Point labeling examples:
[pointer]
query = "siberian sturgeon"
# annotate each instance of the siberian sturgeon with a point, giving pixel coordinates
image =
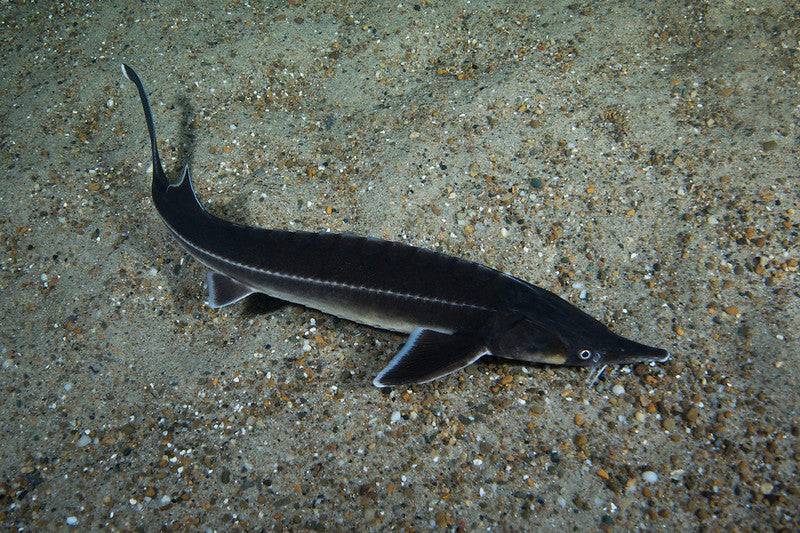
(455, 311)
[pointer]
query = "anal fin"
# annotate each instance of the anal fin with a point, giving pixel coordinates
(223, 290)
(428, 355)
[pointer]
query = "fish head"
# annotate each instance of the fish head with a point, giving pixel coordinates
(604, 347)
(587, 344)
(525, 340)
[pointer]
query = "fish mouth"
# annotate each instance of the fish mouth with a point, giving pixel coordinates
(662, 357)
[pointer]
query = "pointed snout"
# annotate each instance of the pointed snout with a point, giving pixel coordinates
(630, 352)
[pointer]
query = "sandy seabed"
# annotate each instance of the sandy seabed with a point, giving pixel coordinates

▶ [REQUIRED TASK]: Restate the data above word for word. Skip every picture.

▶ [EXERCISE RESULT]:
[pointer]
query = "siberian sturgeon"
# annotate each instance of the siberian sturgeon with a point, giving pixel coordinates
image =
(455, 311)
[pointer]
query = "anal fin"
# annotate each instance of the anal fin with a point, giving pixel coordinates
(223, 290)
(428, 355)
[pointer]
query = "fish head"
# annotate each instance of the fish head with a point, giving pixel coordinates
(604, 347)
(587, 344)
(525, 340)
[pointer]
query = "fish mouth"
# annotate each instance of the fish mouth with a point, giving pixel coordinates
(662, 357)
[pointer]
query = "pointed snout"
# annotate each instance of the pointed snout with a point, giving pixel coordinates
(630, 352)
[pointer]
query = "sandy seabed"
# annotate each instance of the sandy seabed with a point, giving pixel coordinates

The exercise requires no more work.